[Dataset excerpt]
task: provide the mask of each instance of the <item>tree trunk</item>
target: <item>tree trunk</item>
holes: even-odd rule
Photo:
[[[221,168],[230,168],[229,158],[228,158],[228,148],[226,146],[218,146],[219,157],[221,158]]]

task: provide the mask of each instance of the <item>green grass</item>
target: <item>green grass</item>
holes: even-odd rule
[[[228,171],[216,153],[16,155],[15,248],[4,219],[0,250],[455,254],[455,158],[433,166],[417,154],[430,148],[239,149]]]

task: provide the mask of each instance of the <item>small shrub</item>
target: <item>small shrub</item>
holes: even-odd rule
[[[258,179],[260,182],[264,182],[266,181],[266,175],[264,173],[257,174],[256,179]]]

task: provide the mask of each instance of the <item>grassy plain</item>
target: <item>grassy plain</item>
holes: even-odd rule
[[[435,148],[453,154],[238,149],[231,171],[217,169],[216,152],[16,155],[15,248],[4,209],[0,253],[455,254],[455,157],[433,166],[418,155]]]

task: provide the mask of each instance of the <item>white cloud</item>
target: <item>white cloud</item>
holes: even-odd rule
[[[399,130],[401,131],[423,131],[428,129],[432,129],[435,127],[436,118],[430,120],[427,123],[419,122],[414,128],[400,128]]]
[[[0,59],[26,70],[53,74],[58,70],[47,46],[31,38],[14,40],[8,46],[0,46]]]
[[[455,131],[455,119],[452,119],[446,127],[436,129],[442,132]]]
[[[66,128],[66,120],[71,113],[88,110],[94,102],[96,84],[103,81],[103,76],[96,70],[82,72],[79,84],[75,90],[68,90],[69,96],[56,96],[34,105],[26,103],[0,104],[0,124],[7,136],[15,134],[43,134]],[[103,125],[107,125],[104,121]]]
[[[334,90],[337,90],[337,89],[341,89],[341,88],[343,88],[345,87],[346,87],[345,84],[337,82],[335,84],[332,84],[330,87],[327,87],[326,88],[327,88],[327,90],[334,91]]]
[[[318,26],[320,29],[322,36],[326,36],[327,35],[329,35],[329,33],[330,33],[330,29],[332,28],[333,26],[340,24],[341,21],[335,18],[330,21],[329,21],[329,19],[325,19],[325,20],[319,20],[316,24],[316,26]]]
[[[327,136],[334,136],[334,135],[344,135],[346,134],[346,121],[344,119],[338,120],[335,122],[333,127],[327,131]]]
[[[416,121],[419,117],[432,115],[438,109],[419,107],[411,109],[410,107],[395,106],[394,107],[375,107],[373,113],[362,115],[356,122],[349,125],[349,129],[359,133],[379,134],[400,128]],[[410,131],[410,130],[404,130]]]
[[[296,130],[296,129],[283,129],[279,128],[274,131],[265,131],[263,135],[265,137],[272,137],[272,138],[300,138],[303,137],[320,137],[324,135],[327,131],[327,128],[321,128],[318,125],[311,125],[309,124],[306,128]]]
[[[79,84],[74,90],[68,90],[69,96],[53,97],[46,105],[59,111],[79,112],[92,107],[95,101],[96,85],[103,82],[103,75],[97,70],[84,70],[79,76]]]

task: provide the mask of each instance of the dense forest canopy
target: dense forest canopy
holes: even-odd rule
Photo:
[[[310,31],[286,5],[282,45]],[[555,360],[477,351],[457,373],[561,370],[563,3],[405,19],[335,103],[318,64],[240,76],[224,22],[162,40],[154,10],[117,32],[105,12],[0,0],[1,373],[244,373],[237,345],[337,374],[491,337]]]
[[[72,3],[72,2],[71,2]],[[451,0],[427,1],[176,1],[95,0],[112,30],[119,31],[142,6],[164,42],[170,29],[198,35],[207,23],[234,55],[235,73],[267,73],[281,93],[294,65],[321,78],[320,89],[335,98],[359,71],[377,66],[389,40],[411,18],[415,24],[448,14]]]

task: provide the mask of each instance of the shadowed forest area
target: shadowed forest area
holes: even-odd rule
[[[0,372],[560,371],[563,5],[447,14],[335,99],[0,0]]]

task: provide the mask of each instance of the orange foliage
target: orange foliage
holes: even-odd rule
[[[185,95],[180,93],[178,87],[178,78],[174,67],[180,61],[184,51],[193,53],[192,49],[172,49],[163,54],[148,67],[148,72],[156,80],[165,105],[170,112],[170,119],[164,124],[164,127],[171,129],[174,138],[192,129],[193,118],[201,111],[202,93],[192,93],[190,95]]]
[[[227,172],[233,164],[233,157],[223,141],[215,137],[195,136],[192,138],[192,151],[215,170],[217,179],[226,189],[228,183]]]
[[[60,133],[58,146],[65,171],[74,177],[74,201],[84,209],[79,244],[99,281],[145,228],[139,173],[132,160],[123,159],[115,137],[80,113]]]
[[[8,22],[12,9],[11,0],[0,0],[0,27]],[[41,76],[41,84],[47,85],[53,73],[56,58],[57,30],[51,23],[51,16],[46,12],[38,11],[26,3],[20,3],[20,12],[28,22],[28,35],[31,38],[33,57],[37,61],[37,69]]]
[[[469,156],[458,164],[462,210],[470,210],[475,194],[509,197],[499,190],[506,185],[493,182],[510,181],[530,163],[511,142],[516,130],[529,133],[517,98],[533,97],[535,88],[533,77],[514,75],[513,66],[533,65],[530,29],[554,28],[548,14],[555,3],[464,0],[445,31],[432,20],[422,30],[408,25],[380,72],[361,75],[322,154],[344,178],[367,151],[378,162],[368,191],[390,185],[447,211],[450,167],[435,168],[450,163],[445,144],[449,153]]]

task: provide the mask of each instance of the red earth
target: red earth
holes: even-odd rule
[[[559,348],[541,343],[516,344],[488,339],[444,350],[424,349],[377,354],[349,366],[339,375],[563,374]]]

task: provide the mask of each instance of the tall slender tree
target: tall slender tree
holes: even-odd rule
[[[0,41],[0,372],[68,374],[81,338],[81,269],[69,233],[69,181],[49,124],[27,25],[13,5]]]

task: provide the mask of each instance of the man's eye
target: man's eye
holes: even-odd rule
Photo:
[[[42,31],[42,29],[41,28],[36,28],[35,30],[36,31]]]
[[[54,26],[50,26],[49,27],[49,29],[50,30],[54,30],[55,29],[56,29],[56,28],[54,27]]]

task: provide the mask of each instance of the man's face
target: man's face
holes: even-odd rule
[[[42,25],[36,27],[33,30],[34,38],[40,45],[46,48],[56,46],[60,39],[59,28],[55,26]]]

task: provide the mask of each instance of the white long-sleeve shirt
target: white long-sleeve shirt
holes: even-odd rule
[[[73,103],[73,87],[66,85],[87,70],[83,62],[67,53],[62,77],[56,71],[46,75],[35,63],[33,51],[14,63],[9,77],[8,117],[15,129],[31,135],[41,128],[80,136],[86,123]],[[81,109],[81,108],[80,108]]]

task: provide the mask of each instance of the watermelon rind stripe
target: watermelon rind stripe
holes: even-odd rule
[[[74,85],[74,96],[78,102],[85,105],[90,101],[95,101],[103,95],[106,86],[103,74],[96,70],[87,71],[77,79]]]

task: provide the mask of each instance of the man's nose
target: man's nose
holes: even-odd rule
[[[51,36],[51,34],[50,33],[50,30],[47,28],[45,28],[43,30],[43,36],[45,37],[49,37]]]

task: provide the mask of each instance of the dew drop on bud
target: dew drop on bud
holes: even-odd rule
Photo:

> PROBLEM REQUIREMENTS
Quote all of the rows above verbatim, with no changes.

> FULL OUTPUT
task: provide the mask of each instance of the <item>tree trunk</item>
target: <item>tree trunk</item>
holes: even-odd rule
Photo:
[[[221,168],[230,168],[229,158],[228,158],[228,148],[226,146],[218,146],[219,157],[221,158]]]

task: provide the mask of each instance of the <item>green grass</item>
target: <item>green grass</item>
holes: even-odd rule
[[[228,171],[216,153],[16,155],[15,248],[4,219],[0,250],[455,254],[455,158],[433,166],[417,154],[430,148],[239,149]]]

task: provide the mask of each instance of the <item>small shrub</item>
target: <item>small shrub</item>
holes: even-odd rule
[[[258,179],[260,182],[264,182],[266,181],[266,175],[264,173],[257,174],[256,179]]]

task: provide the mask of each instance of the <item>grassy plain</item>
target: <item>grassy plain</item>
holes: even-odd rule
[[[435,148],[453,154],[238,149],[231,171],[217,169],[216,152],[16,155],[15,248],[4,209],[0,253],[455,254],[455,157],[433,166],[418,155]]]

task: provide the mask of each instance of the <item>white cloud</item>
target: <item>white cloud</item>
holes: even-odd rule
[[[399,130],[401,131],[423,131],[428,129],[432,129],[435,127],[436,118],[430,120],[427,123],[419,122],[414,128],[400,128]]]
[[[0,59],[26,70],[53,74],[58,70],[47,46],[31,38],[14,40],[8,46],[0,46]]]
[[[455,131],[455,119],[452,119],[446,127],[436,129],[442,132]]]
[[[66,128],[66,120],[71,113],[88,110],[94,102],[96,84],[103,81],[103,76],[96,70],[82,72],[79,84],[75,90],[68,90],[69,96],[56,96],[34,105],[26,103],[0,104],[0,124],[7,136],[15,134],[43,134]],[[103,125],[107,125],[104,121]]]
[[[334,90],[337,90],[337,89],[341,89],[341,88],[343,88],[345,87],[346,87],[345,84],[337,82],[335,84],[332,84],[330,87],[327,87],[326,88],[327,88],[327,90],[334,91]]]
[[[318,26],[320,29],[322,36],[326,36],[327,35],[329,35],[329,33],[330,33],[330,29],[332,28],[333,26],[340,24],[341,21],[335,18],[330,21],[329,21],[329,19],[325,19],[325,20],[319,20],[316,24],[316,26]]]
[[[327,136],[334,136],[334,135],[344,135],[346,134],[346,121],[344,119],[338,120],[335,122],[333,127],[327,131]]]
[[[416,121],[419,117],[432,115],[438,109],[419,107],[411,109],[410,107],[395,106],[394,107],[375,107],[373,113],[362,115],[356,122],[349,125],[349,129],[359,133],[379,134],[400,128]],[[410,131],[410,130],[404,130]]]
[[[296,130],[296,129],[283,129],[279,128],[274,131],[265,131],[263,135],[265,137],[272,137],[272,138],[300,138],[303,137],[320,137],[324,135],[327,131],[327,128],[321,128],[318,125],[311,125],[309,124],[306,128]]]
[[[79,84],[74,90],[68,90],[69,96],[53,97],[46,105],[59,111],[79,112],[92,107],[95,101],[96,85],[103,82],[103,75],[97,70],[84,70],[79,76]]]

task: provide the mask of each instance of the dense forest canopy
target: dense forest canopy
holes: even-odd rule
Photo:
[[[310,31],[286,5],[282,45]],[[555,360],[477,351],[457,373],[561,370],[563,3],[405,19],[335,103],[318,64],[240,76],[224,22],[162,40],[154,10],[117,32],[105,12],[0,0],[1,373],[244,373],[237,345],[337,374],[491,337]]]
[[[72,3],[72,2],[71,2]],[[451,0],[427,1],[176,1],[95,0],[112,30],[119,31],[142,6],[164,42],[170,29],[198,35],[207,23],[234,55],[235,73],[267,73],[281,93],[294,65],[321,78],[320,89],[335,98],[359,71],[377,66],[389,40],[411,18],[415,24],[448,14]]]

task: provide the mask of each instance of the shadowed forest area
target: shadowed forest area
holes: even-odd rule
[[[0,372],[560,371],[563,5],[447,14],[335,99],[0,0]]]

task: provide the mask of each instance of the orange foliage
target: orange foliage
holes: even-odd rule
[[[185,95],[180,93],[178,87],[178,78],[174,67],[180,61],[184,51],[193,53],[192,49],[172,49],[163,54],[148,67],[148,72],[156,80],[165,105],[170,112],[170,119],[164,124],[164,127],[171,129],[174,138],[192,129],[193,118],[201,111],[202,93],[192,93],[190,95]]]
[[[227,172],[233,164],[233,157],[223,141],[215,137],[195,136],[192,138],[192,151],[215,170],[217,179],[226,189],[228,183]]]
[[[60,133],[58,146],[65,171],[74,177],[74,201],[84,209],[79,244],[99,281],[145,228],[139,173],[132,160],[123,159],[115,137],[80,113]]]
[[[8,22],[12,9],[11,0],[0,0],[0,27]],[[41,76],[41,84],[47,85],[53,73],[56,58],[57,30],[51,23],[51,16],[46,12],[38,11],[26,3],[20,3],[20,12],[28,22],[28,35],[31,38],[33,57],[37,61],[37,69]]]
[[[469,156],[458,164],[462,210],[470,210],[475,194],[509,197],[499,190],[506,185],[493,182],[510,181],[530,163],[511,142],[516,130],[529,133],[517,98],[533,97],[535,88],[533,77],[514,75],[513,66],[533,65],[530,29],[554,28],[548,14],[555,3],[464,0],[445,31],[432,20],[422,30],[408,25],[380,72],[361,75],[322,154],[344,178],[367,151],[378,162],[368,191],[390,185],[447,211],[450,167],[435,168],[450,163],[445,144],[449,153]]]

task: provide the mask of each instance of the red earth
target: red earth
holes: even-odd rule
[[[559,348],[541,343],[516,344],[488,339],[444,350],[424,349],[377,354],[349,366],[339,375],[563,374]]]

task: provide the mask of each instance of the tall slender tree
target: tall slender tree
holes: even-odd rule
[[[0,41],[0,372],[68,374],[81,338],[81,269],[69,233],[69,181],[49,124],[27,25],[13,5]]]

task: provide the mask of each instance of the man's eye
target: man's eye
holes: even-odd rule
Photo:
[[[42,31],[42,29],[41,28],[36,28],[35,30],[36,31]]]
[[[54,26],[50,26],[49,27],[49,29],[50,30],[54,30],[55,29],[56,29],[56,28],[54,27]]]

task: provide the mask of each instance of the man's face
target: man's face
holes: even-odd rule
[[[42,25],[36,27],[33,30],[34,38],[40,45],[46,48],[56,46],[60,39],[59,28],[55,26]]]

task: provide the mask of each instance of the white long-sleeve shirt
target: white long-sleeve shirt
holes: even-odd rule
[[[73,103],[73,87],[66,85],[87,70],[83,62],[67,53],[62,77],[56,71],[46,75],[35,63],[33,51],[14,63],[9,77],[8,117],[15,129],[31,135],[41,128],[80,136],[86,123]],[[81,109],[81,108],[80,108]]]

task: provide the mask of each instance of the watermelon rind stripe
target: watermelon rind stripe
holes: even-odd rule
[[[74,85],[74,96],[78,102],[85,105],[90,101],[95,101],[103,95],[106,86],[103,74],[96,70],[87,71],[77,79]]]

task: provide the mask of each instance of the man's nose
target: man's nose
holes: even-odd rule
[[[51,36],[51,34],[50,33],[50,30],[47,28],[45,28],[43,30],[43,36],[45,37],[49,37]]]

task: provide the mask of each instance of the dew drop on bud
target: dew drop on bud
holes: even-odd rule
Photo:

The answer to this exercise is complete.